··· ПРЕДЛОЖЕННЫЙ ОТРЫВОК ···

Приведём комментарий другого исследователя, который прочитывает размышление Достоевского, отмечая несоответствие позднейшей трактовки диалога Софьи и Бригадирши его исторически обусловленной семантике в тексте-источнике. И.З. Серман выразительно излагает суть высказывания Достоевского: «Достоевский, как известно, дал свой опыт разработки этого разговора Бригадирши и Софьи и пришёл к убеждению, что «умная» и «образованная» Софья в этом столкновении с «глупой» Бригадиршей осталась посрамлённой и победительницей вышла Бригадирша». Как историк литературы XVIII века, И.З. Серман спешит вернуть пьесу Фонвизина в семантическое поле времени её рождения: «Почти сто лет развития русской литературы от «Бригадира» (1769) до «Зимних заметок о летних впечатлениях» (1862) изменили отношение к теме семейного произвола и жестокости, лишь слегка затронутой у Фонвизина. Достоевского заинтересовала психологическая мотивировка отношений притеснителя-мужа и его жертвы — жены, тогда как у Фонвизина представлена только ситуация сама по себе, а не её психологические предпосылки.
Как и во всех других сценах комедии, где появляется Бригадирша, Софья в этом эпизоде задаёт вопрос, цель которого получить от Бригадирши комический ответ. И у нас нет оснований предполагать, что эпизод с Гвоздиловым прочитывался в XVIII веке, да и в пушкинское время «по Достоевскому»» [Серман 2013: 121].
Мы привели эти два диалога — Достоевского с Фонвизиным и Сермана с Достоевским и Фридлендером — как методологически значимые. Должны ли мы ограничивать смысловой потенциал подлинных произведений искусства слова учётом тех значений, которые были актуальны во времена появления этих произведений на свет, и руководствоваться аналитически установленными авторскими намерениями. Это извечная и вряд ли разрешимая проблема. Ясно одно: если произведение живёт во времени, оно отвечает на вновь возникающие запросы и вызовы, вступает в диалог с новыми поколениями читателей, и в строении своём раскрывает такие свойства, которые, быть может, не осознавались и самим создателем в процессе творчества. Так что все правы. И задача историков литературы раскрывать первичные смыслы произведений далёких эпох — задача важная и полезная. Но и выявление скрытых художественных потенциалов произведений, актуализирующихся в процессе движения текстов во времени и сквозь время, — тоже задача истории литературы.

··· ДАННЫЕ ···

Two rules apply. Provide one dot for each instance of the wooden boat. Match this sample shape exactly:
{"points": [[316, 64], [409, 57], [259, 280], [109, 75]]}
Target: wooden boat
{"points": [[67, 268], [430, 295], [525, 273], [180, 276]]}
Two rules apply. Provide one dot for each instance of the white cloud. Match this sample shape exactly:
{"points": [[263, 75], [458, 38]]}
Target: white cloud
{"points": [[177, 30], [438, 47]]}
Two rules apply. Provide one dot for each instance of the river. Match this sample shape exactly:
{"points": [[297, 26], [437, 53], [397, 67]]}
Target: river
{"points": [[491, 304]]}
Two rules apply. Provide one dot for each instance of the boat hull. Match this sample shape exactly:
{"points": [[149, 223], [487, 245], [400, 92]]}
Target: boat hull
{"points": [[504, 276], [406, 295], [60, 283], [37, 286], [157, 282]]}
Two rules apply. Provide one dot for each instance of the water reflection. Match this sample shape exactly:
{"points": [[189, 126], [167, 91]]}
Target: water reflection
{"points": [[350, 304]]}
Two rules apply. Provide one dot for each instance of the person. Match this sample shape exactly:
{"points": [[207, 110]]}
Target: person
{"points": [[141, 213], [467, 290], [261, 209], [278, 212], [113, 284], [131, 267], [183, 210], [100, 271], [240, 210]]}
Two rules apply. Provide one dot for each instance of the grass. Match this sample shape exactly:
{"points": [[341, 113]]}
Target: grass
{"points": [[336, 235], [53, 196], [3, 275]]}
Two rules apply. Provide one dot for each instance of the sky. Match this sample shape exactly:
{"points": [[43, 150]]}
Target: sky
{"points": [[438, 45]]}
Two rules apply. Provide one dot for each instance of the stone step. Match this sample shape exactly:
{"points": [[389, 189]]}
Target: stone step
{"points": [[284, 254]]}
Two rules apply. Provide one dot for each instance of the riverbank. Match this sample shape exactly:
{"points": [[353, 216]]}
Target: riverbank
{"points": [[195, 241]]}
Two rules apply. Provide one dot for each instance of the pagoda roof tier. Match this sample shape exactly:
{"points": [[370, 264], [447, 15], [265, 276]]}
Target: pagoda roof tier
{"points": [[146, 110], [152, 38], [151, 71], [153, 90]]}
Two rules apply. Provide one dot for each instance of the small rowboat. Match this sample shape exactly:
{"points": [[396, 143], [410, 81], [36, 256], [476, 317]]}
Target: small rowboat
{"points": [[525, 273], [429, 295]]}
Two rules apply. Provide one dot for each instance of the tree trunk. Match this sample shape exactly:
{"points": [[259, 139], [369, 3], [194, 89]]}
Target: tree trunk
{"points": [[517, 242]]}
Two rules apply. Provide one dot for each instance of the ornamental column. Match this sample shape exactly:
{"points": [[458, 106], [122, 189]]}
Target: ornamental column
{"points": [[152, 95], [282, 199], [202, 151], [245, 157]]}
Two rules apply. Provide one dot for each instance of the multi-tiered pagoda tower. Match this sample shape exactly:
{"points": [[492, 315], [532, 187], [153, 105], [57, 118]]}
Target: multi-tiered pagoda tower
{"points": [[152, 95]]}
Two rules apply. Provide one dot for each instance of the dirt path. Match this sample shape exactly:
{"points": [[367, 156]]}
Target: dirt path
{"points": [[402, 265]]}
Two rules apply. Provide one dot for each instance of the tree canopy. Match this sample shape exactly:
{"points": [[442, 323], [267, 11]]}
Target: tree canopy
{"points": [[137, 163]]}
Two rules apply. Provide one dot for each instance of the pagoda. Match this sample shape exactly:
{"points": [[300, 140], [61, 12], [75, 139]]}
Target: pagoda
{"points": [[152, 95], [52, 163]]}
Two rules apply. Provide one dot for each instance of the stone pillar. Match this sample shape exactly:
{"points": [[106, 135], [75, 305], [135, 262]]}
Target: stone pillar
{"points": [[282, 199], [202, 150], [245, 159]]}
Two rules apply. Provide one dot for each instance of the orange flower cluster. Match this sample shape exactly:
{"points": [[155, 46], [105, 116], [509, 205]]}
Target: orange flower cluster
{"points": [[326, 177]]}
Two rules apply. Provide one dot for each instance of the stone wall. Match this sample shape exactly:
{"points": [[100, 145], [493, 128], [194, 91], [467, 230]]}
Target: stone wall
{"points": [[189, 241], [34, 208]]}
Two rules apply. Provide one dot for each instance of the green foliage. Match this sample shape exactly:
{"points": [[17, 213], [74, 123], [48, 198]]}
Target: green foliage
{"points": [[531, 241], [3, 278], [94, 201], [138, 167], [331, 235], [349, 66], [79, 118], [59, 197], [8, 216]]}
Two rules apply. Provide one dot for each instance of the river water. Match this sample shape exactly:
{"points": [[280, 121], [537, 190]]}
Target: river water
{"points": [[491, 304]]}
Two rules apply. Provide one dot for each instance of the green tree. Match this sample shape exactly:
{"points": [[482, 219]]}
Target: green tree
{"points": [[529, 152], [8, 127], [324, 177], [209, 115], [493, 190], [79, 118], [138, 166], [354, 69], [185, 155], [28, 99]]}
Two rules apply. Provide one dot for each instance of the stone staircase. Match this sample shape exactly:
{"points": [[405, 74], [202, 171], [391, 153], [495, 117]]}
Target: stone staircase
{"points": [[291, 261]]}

···

» ЗАДАНИЕ 1: Перечислите всех персонажей комедии Фонвизина, которые названы в отрывке о Достоевском и Фонвизине.
» ЗАДАНИЕ 2: Переведите на английский язык предложение из отрывка о Достоевском и Фонвизине: «Это извечная и вряд ли разрешимая проблема.»
» ЗАДАНИЕ 3: Какой год указан в отрывке о Достоевском и Фонвизине для «Зимних заметок о летних впечатлениях»?
Эти данные взяты из другого источника.

» ОТВЕТ 1: Софья, Бригадирша, Гвоздилов

» ОТВЕТ 2: This is an eternal and hardly solvable problem.

» ОТВЕТ 3: 1862